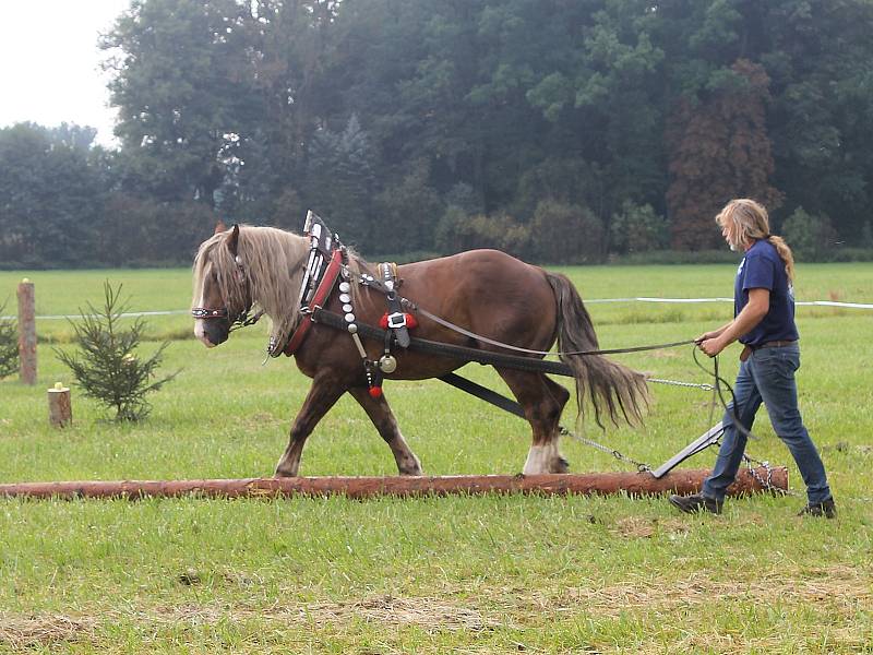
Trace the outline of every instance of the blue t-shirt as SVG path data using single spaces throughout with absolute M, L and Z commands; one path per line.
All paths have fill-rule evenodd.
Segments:
M 776 248 L 766 239 L 758 239 L 745 252 L 733 285 L 733 315 L 749 302 L 749 289 L 768 289 L 770 307 L 767 314 L 751 331 L 740 337 L 753 348 L 772 341 L 794 341 L 794 289 L 788 282 L 785 262 Z

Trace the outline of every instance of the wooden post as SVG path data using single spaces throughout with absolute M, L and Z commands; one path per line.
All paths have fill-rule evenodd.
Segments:
M 36 317 L 34 283 L 26 277 L 19 284 L 19 378 L 25 384 L 36 384 Z
M 70 390 L 60 382 L 48 390 L 48 421 L 56 428 L 73 422 L 73 408 L 70 404 Z
M 788 489 L 788 469 L 777 466 L 769 472 L 741 471 L 728 488 L 730 496 L 778 492 Z M 0 484 L 4 496 L 29 498 L 177 498 L 196 495 L 205 498 L 276 498 L 291 496 L 346 496 L 374 498 L 396 496 L 476 496 L 482 493 L 533 493 L 565 496 L 569 493 L 695 493 L 708 471 L 673 469 L 661 478 L 648 473 L 589 473 L 543 475 L 457 475 L 396 477 L 297 477 L 246 478 L 236 480 L 124 480 L 70 483 Z M 769 477 L 772 488 L 761 484 Z

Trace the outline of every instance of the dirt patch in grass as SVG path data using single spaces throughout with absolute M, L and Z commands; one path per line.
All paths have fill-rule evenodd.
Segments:
M 646 538 L 649 531 L 681 533 L 681 523 L 666 521 L 620 522 L 615 528 L 629 538 Z M 100 611 L 92 616 L 0 615 L 0 646 L 51 647 L 63 642 L 105 641 L 100 632 L 118 623 L 152 635 L 179 627 L 195 629 L 227 621 L 234 624 L 266 622 L 283 628 L 310 630 L 344 628 L 356 621 L 396 632 L 415 627 L 428 633 L 514 630 L 519 626 L 588 615 L 595 620 L 618 620 L 635 615 L 643 620 L 659 616 L 679 621 L 687 650 L 729 652 L 781 645 L 778 636 L 722 633 L 711 616 L 714 599 L 720 608 L 782 607 L 785 610 L 825 612 L 828 640 L 840 647 L 861 645 L 870 630 L 858 623 L 859 615 L 873 611 L 873 569 L 852 567 L 791 567 L 757 573 L 743 580 L 713 580 L 690 571 L 681 580 L 639 579 L 578 585 L 555 595 L 524 587 L 480 588 L 476 599 L 452 597 L 452 590 L 435 596 L 374 596 L 345 602 L 276 603 L 272 606 L 182 605 L 156 607 L 142 612 Z M 684 617 L 684 618 L 682 618 Z M 696 617 L 696 618 L 695 618 Z M 517 623 L 516 623 L 517 621 Z M 533 623 L 531 623 L 533 621 Z M 701 622 L 703 621 L 703 622 Z M 263 630 L 263 628 L 262 628 Z M 656 644 L 653 642 L 653 647 Z M 657 648 L 656 648 L 657 650 Z

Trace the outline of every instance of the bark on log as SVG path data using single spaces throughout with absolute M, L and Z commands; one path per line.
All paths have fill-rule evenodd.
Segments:
M 19 379 L 24 384 L 36 384 L 36 312 L 34 283 L 24 279 L 19 284 Z
M 569 493 L 627 493 L 654 496 L 659 493 L 694 493 L 699 491 L 708 471 L 673 471 L 660 479 L 648 473 L 589 473 L 549 475 L 458 475 L 397 477 L 296 477 L 243 478 L 203 480 L 125 480 L 20 483 L 0 485 L 0 497 L 29 498 L 174 498 L 196 495 L 210 498 L 274 498 L 290 496 L 376 496 L 530 493 L 538 496 Z M 761 479 L 767 471 L 757 469 Z M 769 472 L 773 488 L 788 489 L 788 469 L 775 467 Z M 741 471 L 728 489 L 731 496 L 767 491 L 749 471 Z M 769 489 L 773 490 L 773 489 Z

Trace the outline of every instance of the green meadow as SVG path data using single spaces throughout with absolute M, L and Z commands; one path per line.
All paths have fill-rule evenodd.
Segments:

Exercise directions
Rewrite all of the rows above with "outline" replaced by "boundary" and everything else unchanged. Leave out the pictures.

Reply
Trace the boundary of every instance of the blue t-shirt as SVG path data using single spaces throughout with absolute M, L and Z commands; one path per line.
All paths have fill-rule evenodd.
Segments:
M 776 248 L 766 239 L 758 239 L 745 252 L 733 285 L 733 315 L 749 302 L 749 289 L 768 289 L 770 307 L 767 314 L 751 331 L 740 337 L 753 348 L 772 341 L 794 341 L 794 289 L 788 282 L 785 262 Z

Trace the boundary of every instance of the wooden post as SVG path data using single spaces throughout with absolute M, L and Z commands; one path per line.
All paths have fill-rule evenodd.
Segments:
M 36 317 L 34 283 L 26 277 L 19 284 L 19 378 L 25 384 L 36 384 Z
M 70 390 L 60 382 L 48 390 L 48 421 L 56 428 L 73 422 L 73 408 L 70 404 Z
M 788 489 L 788 469 L 777 466 L 769 472 L 741 471 L 728 488 L 730 496 L 778 492 Z M 0 484 L 4 496 L 29 498 L 177 498 L 196 495 L 205 498 L 276 498 L 291 496 L 346 496 L 374 498 L 396 496 L 476 496 L 482 493 L 533 493 L 565 496 L 569 493 L 695 493 L 708 471 L 673 469 L 661 478 L 648 473 L 589 473 L 543 475 L 457 475 L 396 477 L 297 477 L 246 478 L 236 480 L 124 480 L 70 483 Z M 769 477 L 772 488 L 761 484 Z

Trace the boundary of every instance of the dirt patch in grass as SVG path data using single spaces throughout with absolute M, L and Z commands; one path per line.
All paths have fill-rule evenodd.
Segments:
M 646 538 L 649 531 L 681 533 L 681 523 L 666 521 L 620 522 L 615 528 L 629 538 Z M 100 611 L 92 616 L 0 615 L 0 646 L 51 647 L 63 642 L 105 641 L 100 632 L 118 623 L 152 635 L 179 627 L 195 629 L 227 621 L 234 624 L 266 622 L 283 628 L 310 630 L 344 628 L 356 621 L 396 632 L 415 627 L 428 633 L 514 630 L 519 626 L 588 615 L 595 620 L 618 620 L 635 615 L 643 620 L 659 616 L 679 621 L 687 650 L 729 652 L 781 645 L 778 636 L 722 633 L 711 616 L 714 599 L 720 608 L 782 607 L 785 610 L 825 612 L 828 640 L 840 647 L 861 645 L 870 630 L 858 623 L 859 615 L 873 611 L 873 569 L 852 567 L 791 567 L 757 573 L 743 580 L 713 580 L 690 571 L 681 580 L 639 579 L 578 585 L 555 595 L 524 587 L 480 588 L 476 599 L 452 597 L 452 590 L 435 596 L 374 596 L 345 602 L 276 603 L 272 606 L 182 605 L 156 607 L 142 612 Z M 684 617 L 684 618 L 682 618 Z M 696 617 L 696 618 L 695 618 Z M 517 623 L 516 623 L 517 621 Z M 533 623 L 531 623 L 533 621 Z M 701 622 L 703 621 L 703 622 Z M 263 630 L 263 628 L 262 628 Z M 656 644 L 653 642 L 653 647 Z M 657 648 L 656 648 L 657 650 Z

Trace the boundary of every instance of the bark on log as SVG path data using single spaces throughout with absolute M, L and Z commands; one path per line.
All paths have fill-rule evenodd.
Segments:
M 19 379 L 24 384 L 36 384 L 36 312 L 34 283 L 24 279 L 19 284 Z
M 569 493 L 627 493 L 654 496 L 659 493 L 694 493 L 699 491 L 708 471 L 673 471 L 660 479 L 648 473 L 589 473 L 549 475 L 458 475 L 397 477 L 296 477 L 243 478 L 203 480 L 125 480 L 20 483 L 0 485 L 0 497 L 29 498 L 174 498 L 196 495 L 210 498 L 274 498 L 290 496 L 376 496 L 530 493 L 538 496 Z M 761 479 L 767 471 L 757 469 Z M 769 472 L 773 488 L 788 489 L 788 469 L 775 467 Z M 741 471 L 728 489 L 731 496 L 767 491 L 749 471 Z M 769 489 L 773 490 L 773 489 Z

Trace the boundary of every instance of the green meadow as SVG path data using single spaces throughout with absolute M, L and Z commands; one path per line.
All paths have fill-rule evenodd.
Segments:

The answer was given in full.